Monthly Archives: February 2017

“Penric’s Mission” by Lois McMaster Bujold

The third novella in Bujold’s “World of the Five Gods” series presents us with an older and more experienced Penric. Betrayed while on a diplomatic mission to a neighboring country, Penric’s fate becomes bound up with that of a falsely-accused general and his widowed sister.

As with Penric and the Shaman, this installment gives us more development of both the central characters and their surrounding world. Penric and Desdemona have been through a lot since we last saw them, and the effect of those events on them as individuals and on their relationship brings an emotional weight to the story. We’re also introduced to the nation of Cedonia, and its political intrigues are key to the plot. The way the World of the Five Gods gradually expands with each new story is a big part of what makes the setting so compelling to me.

My one complaint was with the ending. Penric and his companions spend much of their time on the road, but Penric’s Mission ends before they reach their destination. The larger plot surrounding the general also didn’t feel like it got a satisfying resolution to me. Some reviewers have suggested that the next novella will immediately follow the events of Penric’s Mission, which would obviously mitigate this. Whether or not that speculation is correct, I’m eagerly awaiting the next chapter in Penric and Desdemona’s adventures.

“Wylding Hall” by Elizabeth Hand

Elizabeth Hand’s Wylding Hall is one of those stories that’s firmly grounded in a particular subculture. In this case, that subculture is the folk music scene of the 1970s. The band Windhollow Faire has recently suffered a personal tragedy: one of its lead singers, Adriana, has committed suicide. To help the surviving members of the band recover, and to keep them away from curious onlookers and media, their manager arranges for them to spend the summer at Wylding Hall, a run-down but still grand manor house in the countryside. While there, they produce a well-regarded second album…but the male lead singer, Julian, disappears without a trace.

☆ ☆ ☆

Goals
[1] From the book reviews, extract the passage between "As with Penric" and "compelling to me.", inclusive.
[2] Check each statement against the book reviews and answer yes or no, quoting the words that decide it. (a) Penric's Mission is the third novella in its series. (b) Penric's Mission ends after Penric and his companions reach their destination. (c) In Wylding Hall, Adriana is the band member who disappears without a trace.
[3] Write what comes next in the book reviews, picking up after their final sentence.

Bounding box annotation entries
☆ ☆ ☆

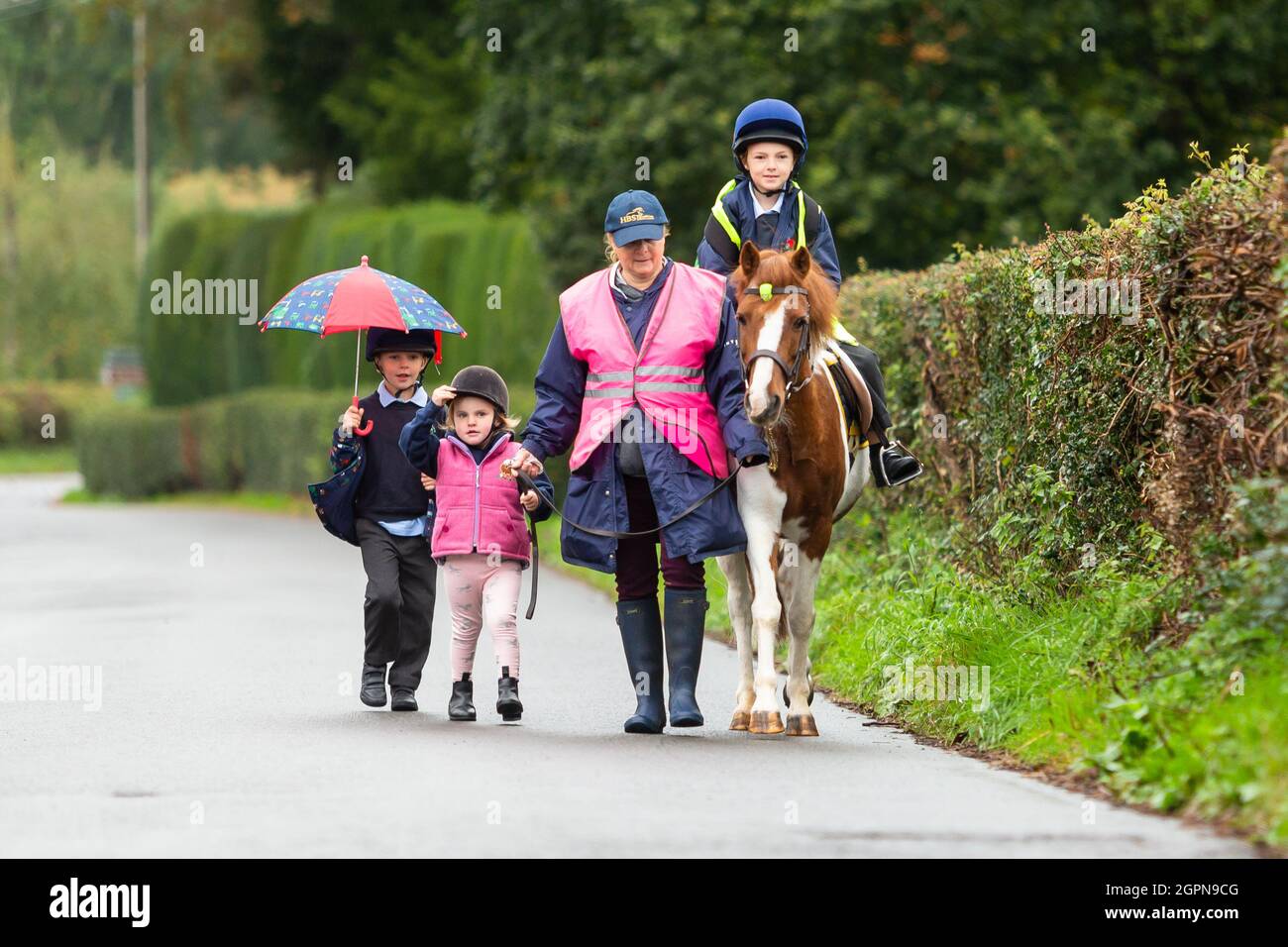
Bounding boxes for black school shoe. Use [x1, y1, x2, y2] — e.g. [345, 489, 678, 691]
[447, 672, 477, 720]
[496, 665, 523, 723]
[358, 665, 386, 707]
[868, 441, 924, 487]
[617, 595, 666, 733]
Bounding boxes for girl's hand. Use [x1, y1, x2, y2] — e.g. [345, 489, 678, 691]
[340, 404, 366, 437]
[510, 447, 545, 476]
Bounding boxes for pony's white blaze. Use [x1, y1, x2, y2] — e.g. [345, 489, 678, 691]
[823, 342, 871, 523]
[747, 303, 791, 417]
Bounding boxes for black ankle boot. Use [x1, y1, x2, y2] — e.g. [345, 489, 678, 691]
[447, 672, 476, 720]
[666, 588, 707, 727]
[358, 664, 386, 707]
[496, 665, 523, 723]
[617, 596, 666, 733]
[868, 441, 924, 487]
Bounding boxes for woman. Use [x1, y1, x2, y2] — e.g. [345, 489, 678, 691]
[698, 99, 922, 487]
[504, 191, 769, 733]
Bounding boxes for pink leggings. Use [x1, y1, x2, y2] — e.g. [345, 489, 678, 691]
[443, 553, 523, 681]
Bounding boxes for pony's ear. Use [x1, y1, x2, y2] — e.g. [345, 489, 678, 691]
[790, 246, 814, 279]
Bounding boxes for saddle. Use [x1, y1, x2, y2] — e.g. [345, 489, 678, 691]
[823, 339, 872, 460]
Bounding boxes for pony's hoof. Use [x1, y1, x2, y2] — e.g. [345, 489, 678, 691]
[750, 710, 783, 733]
[787, 714, 818, 737]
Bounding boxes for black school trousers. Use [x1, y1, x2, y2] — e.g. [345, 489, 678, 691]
[356, 517, 438, 690]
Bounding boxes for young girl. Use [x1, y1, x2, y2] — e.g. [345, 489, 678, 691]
[398, 365, 554, 721]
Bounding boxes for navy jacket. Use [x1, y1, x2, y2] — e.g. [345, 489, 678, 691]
[523, 261, 769, 573]
[698, 176, 841, 286]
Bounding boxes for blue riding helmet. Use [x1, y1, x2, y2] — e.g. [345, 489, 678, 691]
[733, 99, 808, 176]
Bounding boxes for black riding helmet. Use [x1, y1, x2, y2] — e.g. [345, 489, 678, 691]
[368, 327, 434, 362]
[452, 365, 510, 416]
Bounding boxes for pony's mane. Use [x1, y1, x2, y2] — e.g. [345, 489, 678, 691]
[733, 250, 836, 365]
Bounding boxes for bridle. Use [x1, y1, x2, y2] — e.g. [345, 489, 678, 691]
[742, 282, 814, 403]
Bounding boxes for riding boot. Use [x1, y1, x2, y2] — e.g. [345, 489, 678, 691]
[666, 588, 707, 727]
[358, 664, 387, 707]
[447, 672, 476, 720]
[868, 434, 924, 487]
[617, 595, 666, 733]
[496, 665, 523, 723]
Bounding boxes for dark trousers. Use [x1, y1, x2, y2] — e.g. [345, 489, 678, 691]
[356, 518, 438, 690]
[837, 342, 890, 434]
[617, 476, 705, 601]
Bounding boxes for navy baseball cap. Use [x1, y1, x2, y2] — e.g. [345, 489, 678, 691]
[604, 191, 670, 246]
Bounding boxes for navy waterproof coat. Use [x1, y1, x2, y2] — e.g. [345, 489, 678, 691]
[698, 175, 841, 286]
[523, 262, 769, 573]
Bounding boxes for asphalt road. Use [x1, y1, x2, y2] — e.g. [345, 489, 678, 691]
[0, 475, 1252, 858]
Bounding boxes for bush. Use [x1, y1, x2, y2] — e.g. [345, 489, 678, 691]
[76, 404, 189, 497]
[841, 145, 1288, 567]
[0, 381, 101, 447]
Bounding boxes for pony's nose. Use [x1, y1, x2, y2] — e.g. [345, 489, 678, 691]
[750, 394, 783, 424]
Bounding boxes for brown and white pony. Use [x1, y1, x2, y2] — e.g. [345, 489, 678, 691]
[718, 241, 872, 737]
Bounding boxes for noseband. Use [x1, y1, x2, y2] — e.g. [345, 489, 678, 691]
[742, 282, 814, 403]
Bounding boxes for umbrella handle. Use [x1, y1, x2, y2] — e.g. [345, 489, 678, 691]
[353, 394, 375, 437]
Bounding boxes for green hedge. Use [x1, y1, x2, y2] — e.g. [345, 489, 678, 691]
[841, 140, 1288, 569]
[0, 381, 101, 447]
[138, 201, 558, 404]
[76, 388, 349, 497]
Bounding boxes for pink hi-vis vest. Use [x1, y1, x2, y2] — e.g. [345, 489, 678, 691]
[430, 432, 532, 563]
[559, 263, 729, 476]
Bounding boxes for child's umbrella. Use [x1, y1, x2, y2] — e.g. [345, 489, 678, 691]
[259, 257, 467, 436]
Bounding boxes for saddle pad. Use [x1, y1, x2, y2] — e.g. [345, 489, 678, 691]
[823, 349, 868, 462]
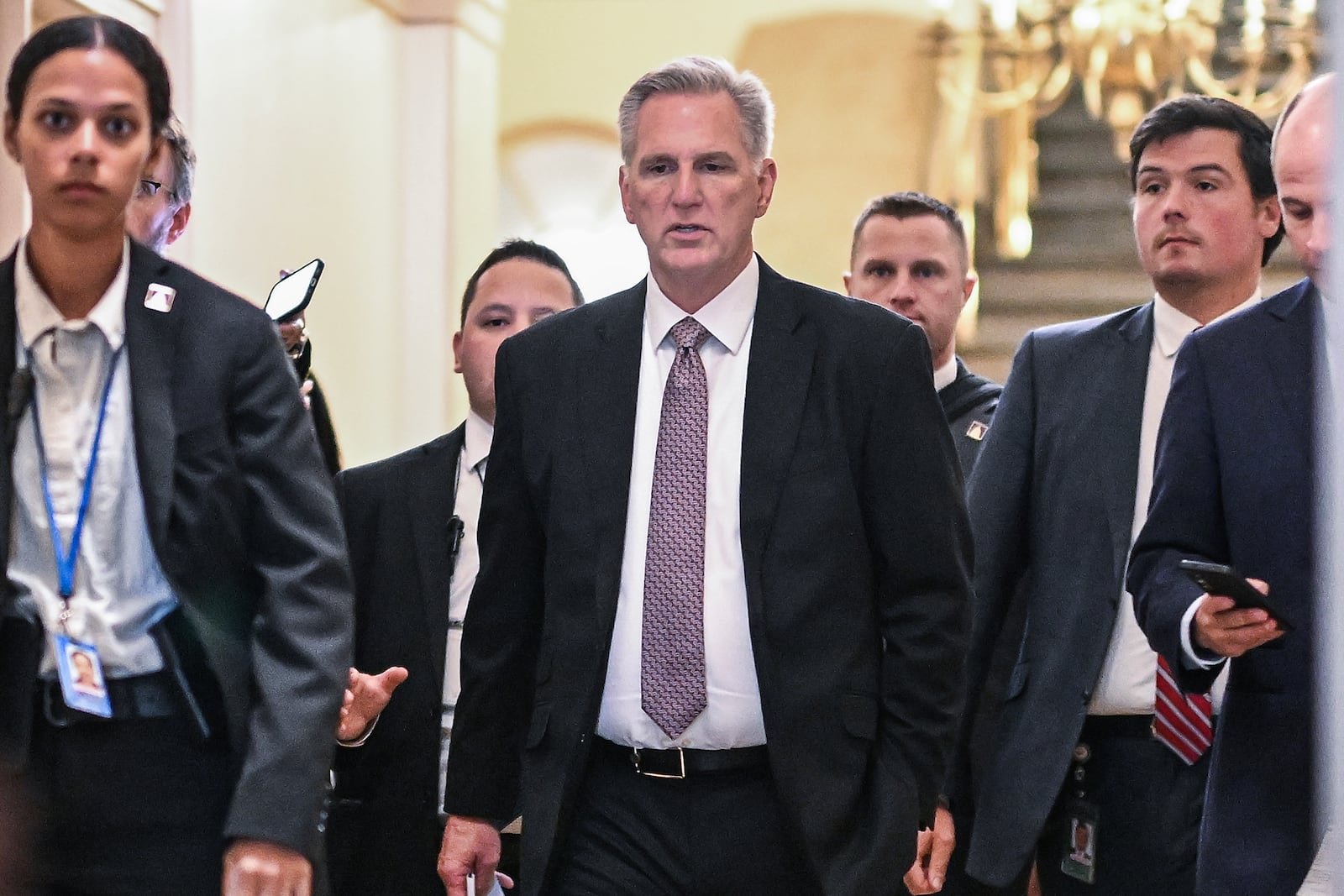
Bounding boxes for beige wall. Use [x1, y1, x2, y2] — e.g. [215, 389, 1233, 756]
[0, 0, 946, 464]
[183, 0, 406, 462]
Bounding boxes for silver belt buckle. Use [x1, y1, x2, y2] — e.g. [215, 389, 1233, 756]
[630, 747, 685, 780]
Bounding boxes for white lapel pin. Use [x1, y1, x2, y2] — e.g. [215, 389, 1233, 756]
[145, 284, 177, 314]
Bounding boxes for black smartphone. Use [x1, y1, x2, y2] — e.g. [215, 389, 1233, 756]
[265, 258, 323, 321]
[1178, 560, 1293, 631]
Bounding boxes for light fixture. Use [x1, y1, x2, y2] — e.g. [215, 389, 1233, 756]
[930, 0, 1319, 258]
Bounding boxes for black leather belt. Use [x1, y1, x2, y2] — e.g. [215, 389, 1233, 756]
[39, 672, 179, 728]
[593, 737, 769, 779]
[1079, 713, 1218, 740]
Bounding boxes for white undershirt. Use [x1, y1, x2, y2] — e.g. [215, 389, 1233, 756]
[7, 239, 177, 679]
[1087, 289, 1261, 716]
[596, 255, 764, 750]
[430, 411, 495, 806]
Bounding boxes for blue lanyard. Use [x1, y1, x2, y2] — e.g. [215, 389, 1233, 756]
[29, 336, 125, 603]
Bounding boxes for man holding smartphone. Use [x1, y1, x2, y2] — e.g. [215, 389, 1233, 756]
[1129, 76, 1339, 896]
[948, 97, 1282, 896]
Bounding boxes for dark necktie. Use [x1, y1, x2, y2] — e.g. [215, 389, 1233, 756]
[640, 317, 710, 739]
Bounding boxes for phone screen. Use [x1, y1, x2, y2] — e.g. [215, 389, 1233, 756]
[266, 258, 323, 321]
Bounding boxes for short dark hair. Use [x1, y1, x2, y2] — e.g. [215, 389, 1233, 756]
[160, 114, 197, 208]
[1129, 94, 1284, 266]
[5, 16, 172, 134]
[849, 191, 970, 267]
[461, 239, 583, 327]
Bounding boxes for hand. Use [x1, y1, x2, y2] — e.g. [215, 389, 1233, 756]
[905, 806, 957, 896]
[1192, 579, 1284, 657]
[336, 666, 410, 741]
[222, 840, 313, 896]
[276, 314, 307, 358]
[438, 815, 513, 896]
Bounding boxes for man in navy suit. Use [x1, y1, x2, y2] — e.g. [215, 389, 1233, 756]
[1129, 71, 1333, 896]
[439, 58, 969, 896]
[949, 97, 1281, 896]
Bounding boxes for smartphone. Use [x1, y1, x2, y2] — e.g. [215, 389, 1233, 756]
[1178, 560, 1293, 631]
[265, 258, 323, 321]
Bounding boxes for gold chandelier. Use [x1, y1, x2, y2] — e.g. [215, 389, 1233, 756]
[932, 0, 1317, 258]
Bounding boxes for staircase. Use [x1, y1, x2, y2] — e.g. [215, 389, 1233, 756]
[957, 86, 1301, 381]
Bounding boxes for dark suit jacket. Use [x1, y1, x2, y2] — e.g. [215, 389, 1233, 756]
[1129, 280, 1320, 896]
[938, 358, 1004, 478]
[949, 304, 1153, 885]
[0, 244, 351, 858]
[446, 254, 969, 893]
[327, 426, 465, 896]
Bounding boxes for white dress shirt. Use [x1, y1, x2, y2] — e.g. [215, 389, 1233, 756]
[438, 411, 495, 806]
[1087, 289, 1261, 716]
[8, 239, 177, 679]
[596, 255, 764, 750]
[932, 354, 957, 392]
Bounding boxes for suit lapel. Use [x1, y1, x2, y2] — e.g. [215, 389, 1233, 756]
[403, 423, 466, 681]
[1096, 302, 1153, 594]
[741, 262, 816, 558]
[0, 253, 18, 567]
[126, 240, 191, 545]
[1262, 280, 1317, 459]
[574, 282, 645, 626]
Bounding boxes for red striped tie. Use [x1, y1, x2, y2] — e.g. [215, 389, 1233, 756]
[1153, 657, 1214, 766]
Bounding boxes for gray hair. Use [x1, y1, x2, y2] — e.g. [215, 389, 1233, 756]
[160, 114, 197, 208]
[618, 56, 774, 166]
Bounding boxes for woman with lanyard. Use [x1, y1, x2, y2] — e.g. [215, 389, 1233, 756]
[0, 16, 351, 896]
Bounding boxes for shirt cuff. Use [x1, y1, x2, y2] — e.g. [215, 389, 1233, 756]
[336, 713, 383, 747]
[1180, 595, 1227, 669]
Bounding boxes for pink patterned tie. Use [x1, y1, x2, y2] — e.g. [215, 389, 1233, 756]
[1153, 657, 1214, 766]
[640, 317, 710, 739]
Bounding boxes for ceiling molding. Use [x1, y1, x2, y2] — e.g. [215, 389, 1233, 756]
[370, 0, 507, 25]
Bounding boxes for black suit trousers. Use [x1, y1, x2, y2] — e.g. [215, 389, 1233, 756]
[23, 710, 234, 896]
[545, 757, 822, 896]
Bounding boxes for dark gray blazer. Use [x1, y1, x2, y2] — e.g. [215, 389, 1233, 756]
[446, 264, 969, 896]
[327, 426, 466, 896]
[1129, 280, 1317, 896]
[949, 304, 1153, 885]
[0, 242, 351, 860]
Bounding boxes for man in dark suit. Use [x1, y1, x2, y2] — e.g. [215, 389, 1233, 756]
[327, 240, 583, 896]
[1129, 76, 1335, 896]
[0, 240, 351, 893]
[844, 192, 1005, 896]
[844, 192, 1003, 477]
[439, 58, 969, 896]
[949, 97, 1281, 896]
[126, 116, 340, 475]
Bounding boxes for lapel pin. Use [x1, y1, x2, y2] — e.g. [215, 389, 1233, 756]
[145, 284, 177, 314]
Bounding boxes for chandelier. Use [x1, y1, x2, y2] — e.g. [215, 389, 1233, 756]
[930, 0, 1317, 258]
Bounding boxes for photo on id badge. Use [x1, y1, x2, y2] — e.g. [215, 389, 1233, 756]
[56, 636, 112, 719]
[1059, 804, 1097, 884]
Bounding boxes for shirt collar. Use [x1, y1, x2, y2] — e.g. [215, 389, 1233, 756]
[932, 354, 957, 391]
[643, 255, 761, 354]
[462, 411, 495, 470]
[1153, 286, 1261, 358]
[13, 237, 130, 351]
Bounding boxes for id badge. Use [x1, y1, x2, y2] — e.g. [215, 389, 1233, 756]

☆ ☆ ☆

Outputs by task
[1]
As with Penric and the Shaman, this installment gives us more development of both the central characters and their surrounding world. Penric and Desdemona have been through a lot since we last saw them, and the effect of those events on them as individuals and on their relationship brings an emotional weight to the story. We’re also introduced to the nation of Cedonia, and its political intrigues are key to the plot. The way the World of the Five Gods gradually expands with each new story is a big part of what makes the setting so compelling to me.

[2]
(a) Yes: "The third novella in Bujold’s “World of the Five Gods” series"
(b) No: "Penric’s Mission ends before they reach their destination"
(c) No: "the male lead singer, Julian, disappears without a trace"

[3]
Fundamentally, this is a book about music. The fictional band Windhollow Faire is placed within a real musical tradition that influences its members—both the contemporary folk groups that the band members listen to and the ancient ballads they draw inspiration from. While rehearsing, the musicians sometimes enter “the zone,” where they seem to be playing or singing effortlessly. Hand also vividly portrays the ability of music to make connections: between performers and audience, between past and present, and perhaps between the human and the…something else.

Because most of Windhollow Faire’s songs are adaptations of old folk songs and ballads, and because what they encounter at Wylding Hall may be an entity out of fairy tales, folklore also has a major presence in the story. One legend that features prominently is that of the wren as a disguised fairy woman and the tradition of the St. Stephen’s Day wren hunt. The idea of barrows as uncanny places also features in the story.

It has been said that “singing is praying twice.” This engaging short novel presents a follow-up question: praying to what?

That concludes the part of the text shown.